::: Supplied data :::
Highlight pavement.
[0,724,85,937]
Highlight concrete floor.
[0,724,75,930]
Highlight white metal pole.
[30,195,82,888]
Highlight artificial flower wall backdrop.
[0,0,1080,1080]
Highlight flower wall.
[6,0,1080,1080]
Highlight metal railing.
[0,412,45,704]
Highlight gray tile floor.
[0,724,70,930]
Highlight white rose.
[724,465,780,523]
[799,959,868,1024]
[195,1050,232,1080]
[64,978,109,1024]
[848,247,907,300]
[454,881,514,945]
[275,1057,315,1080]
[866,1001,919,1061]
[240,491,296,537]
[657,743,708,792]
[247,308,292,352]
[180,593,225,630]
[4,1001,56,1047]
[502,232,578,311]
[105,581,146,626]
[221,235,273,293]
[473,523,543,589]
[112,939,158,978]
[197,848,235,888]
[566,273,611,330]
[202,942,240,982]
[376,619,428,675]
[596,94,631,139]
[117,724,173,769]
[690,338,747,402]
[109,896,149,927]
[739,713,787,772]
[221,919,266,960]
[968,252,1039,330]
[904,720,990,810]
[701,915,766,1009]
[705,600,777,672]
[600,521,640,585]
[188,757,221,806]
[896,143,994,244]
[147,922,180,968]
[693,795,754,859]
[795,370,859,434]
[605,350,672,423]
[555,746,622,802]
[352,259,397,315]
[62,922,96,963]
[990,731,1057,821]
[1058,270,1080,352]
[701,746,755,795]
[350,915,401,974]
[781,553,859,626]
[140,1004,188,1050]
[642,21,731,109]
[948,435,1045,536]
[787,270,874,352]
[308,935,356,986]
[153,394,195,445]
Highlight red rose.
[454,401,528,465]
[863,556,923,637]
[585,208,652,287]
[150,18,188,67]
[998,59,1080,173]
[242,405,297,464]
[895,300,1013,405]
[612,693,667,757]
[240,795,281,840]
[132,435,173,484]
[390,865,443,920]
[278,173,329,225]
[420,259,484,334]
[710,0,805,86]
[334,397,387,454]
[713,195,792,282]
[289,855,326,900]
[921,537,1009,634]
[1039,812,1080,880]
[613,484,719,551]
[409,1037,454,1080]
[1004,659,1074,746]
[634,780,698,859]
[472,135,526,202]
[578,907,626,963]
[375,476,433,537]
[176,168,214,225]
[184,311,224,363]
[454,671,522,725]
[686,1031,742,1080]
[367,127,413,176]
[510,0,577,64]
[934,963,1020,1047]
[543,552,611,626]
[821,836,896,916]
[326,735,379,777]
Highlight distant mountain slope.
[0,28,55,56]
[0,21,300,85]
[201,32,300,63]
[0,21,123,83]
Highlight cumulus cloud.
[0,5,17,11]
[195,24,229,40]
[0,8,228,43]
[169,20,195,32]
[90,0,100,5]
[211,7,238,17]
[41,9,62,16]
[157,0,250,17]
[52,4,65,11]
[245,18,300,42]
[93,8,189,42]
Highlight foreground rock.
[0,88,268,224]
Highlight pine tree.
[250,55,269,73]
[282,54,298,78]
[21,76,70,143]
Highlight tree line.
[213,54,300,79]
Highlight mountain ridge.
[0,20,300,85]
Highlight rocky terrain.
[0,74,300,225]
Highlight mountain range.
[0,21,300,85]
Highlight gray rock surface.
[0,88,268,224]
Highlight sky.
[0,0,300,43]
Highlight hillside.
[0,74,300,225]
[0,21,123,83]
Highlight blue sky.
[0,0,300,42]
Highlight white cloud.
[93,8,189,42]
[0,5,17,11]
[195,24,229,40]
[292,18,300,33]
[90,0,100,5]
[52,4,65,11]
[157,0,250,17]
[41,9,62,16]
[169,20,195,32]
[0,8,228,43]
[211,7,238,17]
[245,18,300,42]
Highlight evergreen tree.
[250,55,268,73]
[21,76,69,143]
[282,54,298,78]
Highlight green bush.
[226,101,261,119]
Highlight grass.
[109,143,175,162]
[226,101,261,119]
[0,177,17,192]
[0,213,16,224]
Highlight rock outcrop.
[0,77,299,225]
:::
::: Supplied data :::
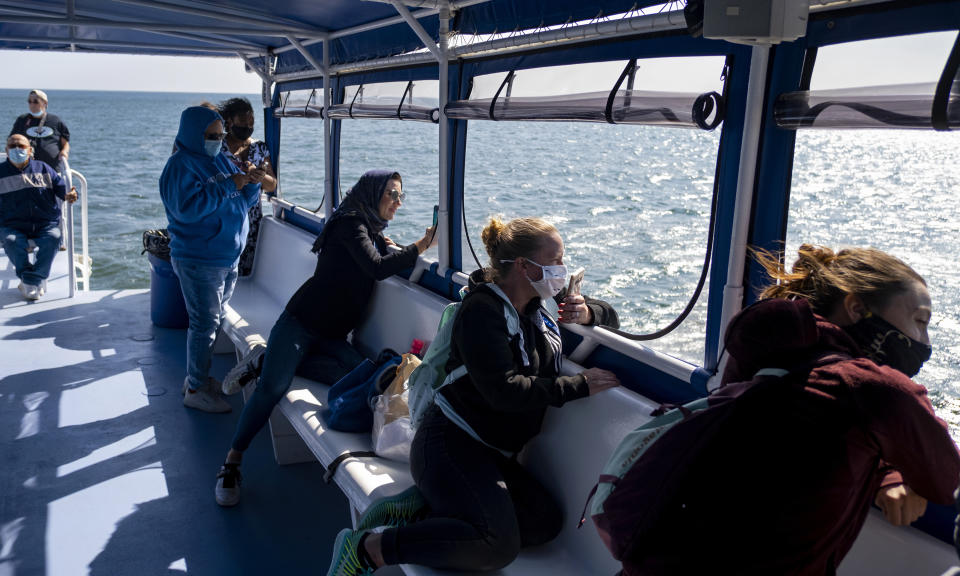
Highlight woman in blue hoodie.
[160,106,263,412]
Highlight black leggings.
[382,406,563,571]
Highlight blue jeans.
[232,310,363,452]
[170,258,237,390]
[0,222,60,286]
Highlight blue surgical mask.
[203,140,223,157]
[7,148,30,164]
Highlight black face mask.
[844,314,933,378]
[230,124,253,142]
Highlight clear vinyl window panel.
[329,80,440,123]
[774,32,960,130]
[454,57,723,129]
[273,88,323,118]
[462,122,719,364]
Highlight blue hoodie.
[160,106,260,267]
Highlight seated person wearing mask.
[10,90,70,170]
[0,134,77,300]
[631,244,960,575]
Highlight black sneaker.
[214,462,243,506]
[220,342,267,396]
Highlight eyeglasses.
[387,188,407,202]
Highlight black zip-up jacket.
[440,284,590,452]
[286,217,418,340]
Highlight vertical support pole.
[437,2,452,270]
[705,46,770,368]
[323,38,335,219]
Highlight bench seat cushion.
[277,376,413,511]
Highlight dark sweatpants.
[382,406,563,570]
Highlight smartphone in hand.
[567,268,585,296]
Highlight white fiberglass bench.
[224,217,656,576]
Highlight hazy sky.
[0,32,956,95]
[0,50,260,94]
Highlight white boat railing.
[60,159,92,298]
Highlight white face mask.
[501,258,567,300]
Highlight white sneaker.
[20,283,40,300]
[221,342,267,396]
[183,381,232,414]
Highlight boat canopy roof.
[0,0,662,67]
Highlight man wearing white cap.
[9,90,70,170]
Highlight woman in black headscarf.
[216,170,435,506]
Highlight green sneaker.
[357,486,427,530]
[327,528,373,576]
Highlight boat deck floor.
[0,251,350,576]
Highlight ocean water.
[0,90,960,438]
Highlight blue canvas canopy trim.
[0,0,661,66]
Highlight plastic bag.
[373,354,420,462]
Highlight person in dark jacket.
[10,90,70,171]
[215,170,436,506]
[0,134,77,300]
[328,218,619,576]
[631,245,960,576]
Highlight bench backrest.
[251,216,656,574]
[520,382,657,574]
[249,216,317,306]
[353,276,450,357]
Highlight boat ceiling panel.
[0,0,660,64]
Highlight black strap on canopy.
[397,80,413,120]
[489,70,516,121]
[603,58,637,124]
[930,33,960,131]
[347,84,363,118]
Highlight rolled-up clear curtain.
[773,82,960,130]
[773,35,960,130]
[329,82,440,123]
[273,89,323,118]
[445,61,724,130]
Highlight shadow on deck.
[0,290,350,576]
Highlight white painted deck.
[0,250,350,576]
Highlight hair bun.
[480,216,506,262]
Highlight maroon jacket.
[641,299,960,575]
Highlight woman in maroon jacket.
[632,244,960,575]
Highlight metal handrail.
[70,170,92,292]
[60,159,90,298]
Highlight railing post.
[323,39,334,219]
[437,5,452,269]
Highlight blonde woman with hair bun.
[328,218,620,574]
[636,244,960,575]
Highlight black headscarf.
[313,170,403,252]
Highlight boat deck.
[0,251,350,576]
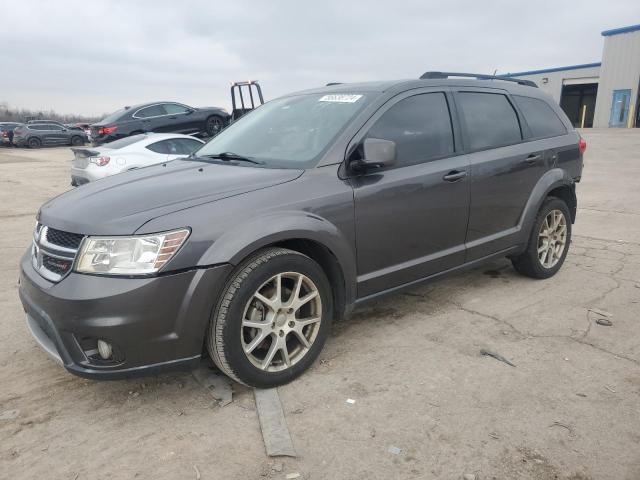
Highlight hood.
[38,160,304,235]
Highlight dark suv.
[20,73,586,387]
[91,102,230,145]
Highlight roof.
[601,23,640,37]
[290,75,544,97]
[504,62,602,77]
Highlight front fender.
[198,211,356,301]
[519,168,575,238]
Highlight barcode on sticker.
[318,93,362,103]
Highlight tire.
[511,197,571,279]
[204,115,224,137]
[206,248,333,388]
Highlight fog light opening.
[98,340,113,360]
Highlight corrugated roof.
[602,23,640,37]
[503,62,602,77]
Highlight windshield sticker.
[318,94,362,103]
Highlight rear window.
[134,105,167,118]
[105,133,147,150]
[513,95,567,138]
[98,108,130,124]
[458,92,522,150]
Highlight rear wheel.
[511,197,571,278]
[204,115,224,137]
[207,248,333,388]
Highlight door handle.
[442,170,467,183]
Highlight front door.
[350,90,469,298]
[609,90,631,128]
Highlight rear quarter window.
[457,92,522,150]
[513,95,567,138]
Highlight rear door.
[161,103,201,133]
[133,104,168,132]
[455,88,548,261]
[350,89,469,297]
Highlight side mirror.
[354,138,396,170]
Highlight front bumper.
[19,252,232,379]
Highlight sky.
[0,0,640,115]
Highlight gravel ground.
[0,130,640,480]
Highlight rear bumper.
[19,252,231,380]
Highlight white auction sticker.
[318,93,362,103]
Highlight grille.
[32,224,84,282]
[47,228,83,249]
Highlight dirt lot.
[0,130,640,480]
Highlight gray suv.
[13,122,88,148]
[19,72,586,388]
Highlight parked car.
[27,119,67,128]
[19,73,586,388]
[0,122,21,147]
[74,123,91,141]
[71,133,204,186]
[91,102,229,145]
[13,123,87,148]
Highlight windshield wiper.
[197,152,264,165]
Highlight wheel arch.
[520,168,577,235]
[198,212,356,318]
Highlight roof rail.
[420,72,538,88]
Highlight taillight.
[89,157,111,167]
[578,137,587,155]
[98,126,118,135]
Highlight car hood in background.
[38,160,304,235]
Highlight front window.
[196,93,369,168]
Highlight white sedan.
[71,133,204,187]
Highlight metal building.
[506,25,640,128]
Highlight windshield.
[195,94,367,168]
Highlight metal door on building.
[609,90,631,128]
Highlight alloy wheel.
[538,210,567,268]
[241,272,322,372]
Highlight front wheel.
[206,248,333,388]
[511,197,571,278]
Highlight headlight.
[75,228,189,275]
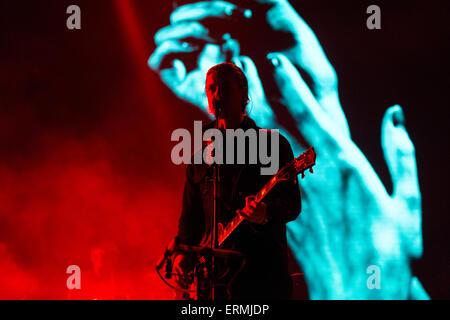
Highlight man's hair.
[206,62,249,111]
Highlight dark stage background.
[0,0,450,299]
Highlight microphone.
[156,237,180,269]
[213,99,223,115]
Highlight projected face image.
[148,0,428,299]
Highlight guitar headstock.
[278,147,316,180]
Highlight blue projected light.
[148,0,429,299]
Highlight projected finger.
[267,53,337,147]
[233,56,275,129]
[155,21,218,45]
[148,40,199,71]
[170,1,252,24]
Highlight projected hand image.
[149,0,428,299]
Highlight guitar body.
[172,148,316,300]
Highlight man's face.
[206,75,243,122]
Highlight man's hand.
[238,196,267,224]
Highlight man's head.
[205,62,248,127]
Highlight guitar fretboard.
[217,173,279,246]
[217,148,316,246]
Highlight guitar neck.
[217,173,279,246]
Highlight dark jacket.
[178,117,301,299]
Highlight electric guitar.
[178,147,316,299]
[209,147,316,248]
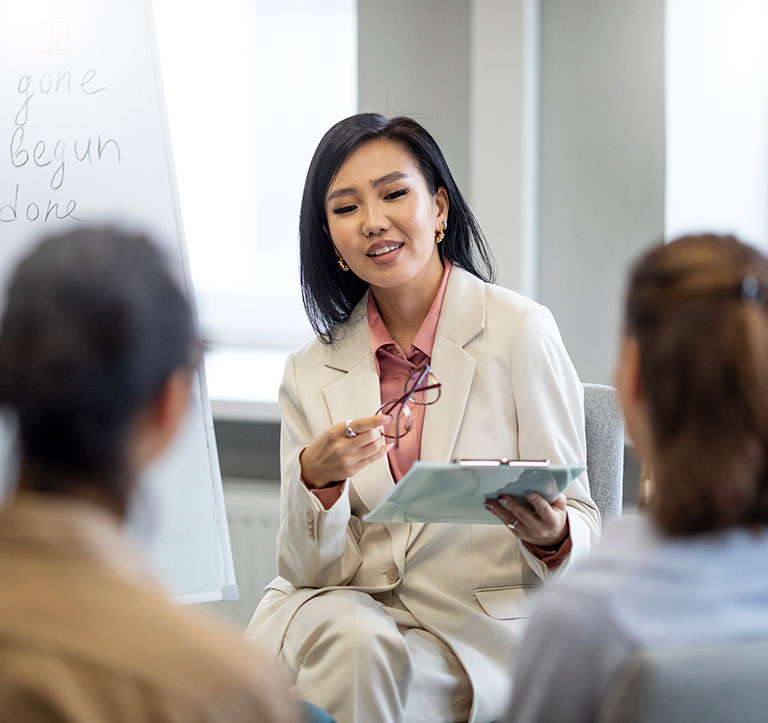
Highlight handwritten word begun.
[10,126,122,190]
:::
::: Supplied data :::
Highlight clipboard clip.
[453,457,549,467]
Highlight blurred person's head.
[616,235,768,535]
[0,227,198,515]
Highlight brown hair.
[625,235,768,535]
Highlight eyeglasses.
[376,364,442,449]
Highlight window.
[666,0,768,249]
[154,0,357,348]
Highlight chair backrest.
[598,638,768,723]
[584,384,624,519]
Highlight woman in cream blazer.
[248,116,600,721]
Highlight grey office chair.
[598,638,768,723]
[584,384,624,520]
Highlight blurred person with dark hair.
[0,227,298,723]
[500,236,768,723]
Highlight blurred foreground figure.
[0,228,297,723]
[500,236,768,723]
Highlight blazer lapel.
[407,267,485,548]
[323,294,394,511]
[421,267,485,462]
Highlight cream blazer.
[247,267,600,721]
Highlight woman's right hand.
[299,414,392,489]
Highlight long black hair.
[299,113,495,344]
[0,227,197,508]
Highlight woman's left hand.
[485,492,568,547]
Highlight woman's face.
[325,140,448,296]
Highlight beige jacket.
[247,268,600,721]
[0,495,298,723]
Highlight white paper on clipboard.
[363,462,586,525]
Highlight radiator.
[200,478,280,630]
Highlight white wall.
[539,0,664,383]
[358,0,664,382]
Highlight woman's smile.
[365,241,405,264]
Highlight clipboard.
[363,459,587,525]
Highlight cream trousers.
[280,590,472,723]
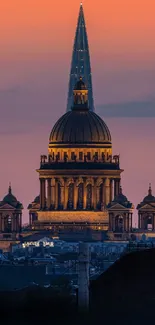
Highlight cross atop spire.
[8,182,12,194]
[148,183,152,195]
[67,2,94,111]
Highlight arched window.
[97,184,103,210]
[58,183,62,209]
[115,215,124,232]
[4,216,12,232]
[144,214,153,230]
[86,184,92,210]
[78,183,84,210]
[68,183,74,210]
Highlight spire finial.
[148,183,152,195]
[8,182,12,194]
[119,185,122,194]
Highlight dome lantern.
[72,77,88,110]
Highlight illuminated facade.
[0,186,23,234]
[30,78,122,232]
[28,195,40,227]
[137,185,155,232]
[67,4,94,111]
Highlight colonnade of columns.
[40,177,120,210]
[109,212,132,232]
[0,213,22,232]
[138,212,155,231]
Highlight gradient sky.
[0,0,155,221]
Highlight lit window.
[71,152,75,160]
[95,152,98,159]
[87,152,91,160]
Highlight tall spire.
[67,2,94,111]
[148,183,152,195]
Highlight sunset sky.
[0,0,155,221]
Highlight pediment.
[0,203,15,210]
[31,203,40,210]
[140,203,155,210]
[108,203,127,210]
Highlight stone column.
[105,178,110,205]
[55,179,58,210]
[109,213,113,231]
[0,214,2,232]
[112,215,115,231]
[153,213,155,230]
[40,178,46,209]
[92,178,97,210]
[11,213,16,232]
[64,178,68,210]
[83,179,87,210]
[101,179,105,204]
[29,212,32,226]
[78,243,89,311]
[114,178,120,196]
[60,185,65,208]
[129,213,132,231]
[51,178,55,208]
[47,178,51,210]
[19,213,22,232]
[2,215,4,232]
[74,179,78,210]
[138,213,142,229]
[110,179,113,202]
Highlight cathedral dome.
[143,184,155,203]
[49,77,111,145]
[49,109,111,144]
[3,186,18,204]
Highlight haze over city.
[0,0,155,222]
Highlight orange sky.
:::
◆ **Exercise description**:
Please copy out the material from the line holding "Highlight evergreen tree." through the line holding "[0,213,16,224]", both included, without changing anything.

◆ **Correct output**:
Highlight evergreen tree.
[250,55,268,73]
[21,76,69,143]
[282,54,298,78]
Highlight green bush.
[226,101,261,119]
Highlight grass.
[109,143,175,162]
[226,101,261,119]
[0,177,17,192]
[0,213,16,224]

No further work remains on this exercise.